:: Required work ::
Output the records exactly as they appear, with no pictures included.

============================================================

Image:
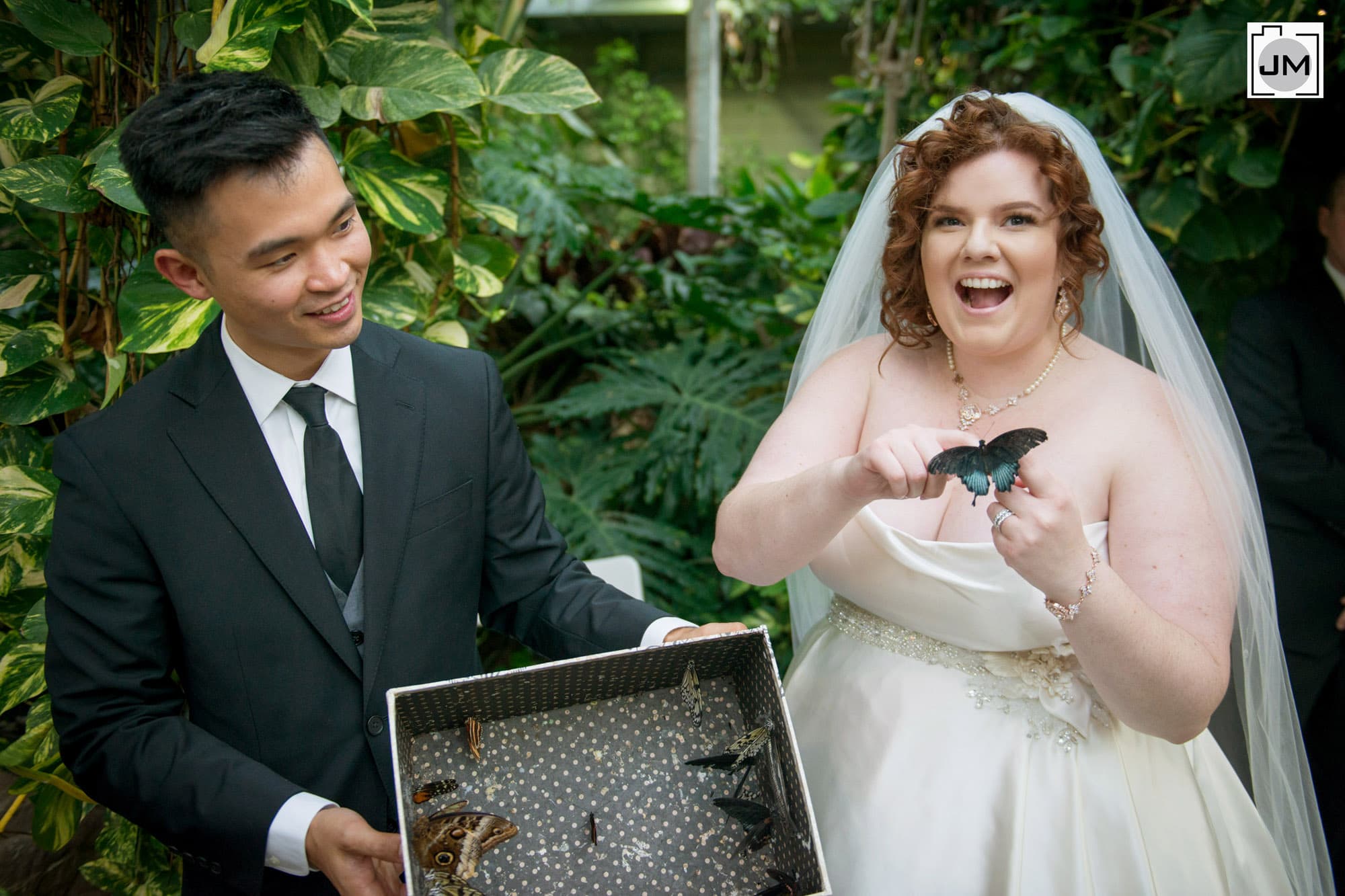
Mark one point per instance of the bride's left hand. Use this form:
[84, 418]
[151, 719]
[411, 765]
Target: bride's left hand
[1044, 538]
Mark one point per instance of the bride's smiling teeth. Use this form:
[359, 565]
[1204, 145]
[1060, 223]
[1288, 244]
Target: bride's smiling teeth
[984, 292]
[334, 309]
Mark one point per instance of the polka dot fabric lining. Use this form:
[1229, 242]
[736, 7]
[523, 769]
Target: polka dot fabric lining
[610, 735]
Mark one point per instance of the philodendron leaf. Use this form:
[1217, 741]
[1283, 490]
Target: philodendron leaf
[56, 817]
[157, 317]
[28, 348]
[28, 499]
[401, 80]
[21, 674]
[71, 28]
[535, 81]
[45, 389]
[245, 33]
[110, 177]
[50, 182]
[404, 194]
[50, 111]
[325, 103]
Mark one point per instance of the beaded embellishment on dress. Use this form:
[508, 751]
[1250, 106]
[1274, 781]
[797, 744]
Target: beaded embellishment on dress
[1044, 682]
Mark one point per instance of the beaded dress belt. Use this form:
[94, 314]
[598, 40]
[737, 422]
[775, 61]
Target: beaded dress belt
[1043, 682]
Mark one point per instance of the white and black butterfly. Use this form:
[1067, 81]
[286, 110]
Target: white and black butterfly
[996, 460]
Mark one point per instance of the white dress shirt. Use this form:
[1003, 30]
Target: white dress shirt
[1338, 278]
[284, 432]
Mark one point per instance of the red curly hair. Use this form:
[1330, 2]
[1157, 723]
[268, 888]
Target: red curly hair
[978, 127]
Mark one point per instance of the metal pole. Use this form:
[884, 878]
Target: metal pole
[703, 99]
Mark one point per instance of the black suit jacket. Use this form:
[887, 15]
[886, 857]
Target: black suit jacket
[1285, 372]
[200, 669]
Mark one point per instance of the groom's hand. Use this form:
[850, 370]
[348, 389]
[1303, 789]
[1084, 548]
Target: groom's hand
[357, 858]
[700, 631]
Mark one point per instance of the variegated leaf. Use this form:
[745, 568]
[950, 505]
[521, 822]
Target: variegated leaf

============================================================

:: Result below ::
Image:
Mark one point per instance of the bride's left hand. Use this form:
[84, 418]
[151, 719]
[411, 765]
Target: bride's left hand
[1044, 538]
Mark one point per instance of the bride's smiling teeth. Use this form:
[359, 565]
[1204, 145]
[1060, 223]
[1288, 244]
Target: bride's smiling teeth
[984, 292]
[334, 309]
Mark one point per instance of the polka dot fabric lining. Use this form:
[1229, 242]
[736, 7]
[523, 769]
Target: polka dot fabric lining
[610, 735]
Mark one point per instance of the philodendron leaf. Use this form:
[1217, 741]
[1283, 490]
Target: philodendron leaf
[56, 817]
[157, 317]
[28, 348]
[28, 499]
[401, 80]
[21, 674]
[71, 28]
[535, 81]
[45, 389]
[245, 33]
[110, 177]
[50, 182]
[404, 194]
[50, 111]
[325, 103]
Mark one point per instance of the beaded embellishment on dress. Use this form:
[508, 751]
[1250, 106]
[1274, 781]
[797, 744]
Target: beaded embellishment on dress
[1044, 682]
Mark one point per instance of the beaded dress belt. Use this form:
[94, 314]
[598, 40]
[737, 422]
[775, 61]
Target: beaded dress belt
[1043, 682]
Mark one point per instance of the white and black butterfly. Use this form:
[1067, 81]
[286, 110]
Target: white and black butterfly
[996, 460]
Mark one point per instance of the white dress shirt. Use this form:
[1003, 30]
Target: white dress shirt
[1338, 278]
[284, 432]
Mark one point per instance of the red curly hair. Use this form:
[1330, 2]
[1157, 723]
[268, 888]
Target: red curly hair
[978, 127]
Mark one point per instance of the metal pole. Use this form:
[884, 878]
Target: metal pole
[703, 99]
Mark one point per instance of the black suit jacket. Use this form:
[887, 15]
[886, 857]
Target: black suit jacket
[1285, 372]
[200, 669]
Mark one point per instance of the groom's hand. Use this form:
[850, 370]
[348, 389]
[1303, 789]
[1084, 548]
Target: groom's hand
[357, 858]
[700, 631]
Mark one point per instance of the variegated leaf. Use this form:
[745, 568]
[950, 505]
[521, 822]
Target: variegated leaf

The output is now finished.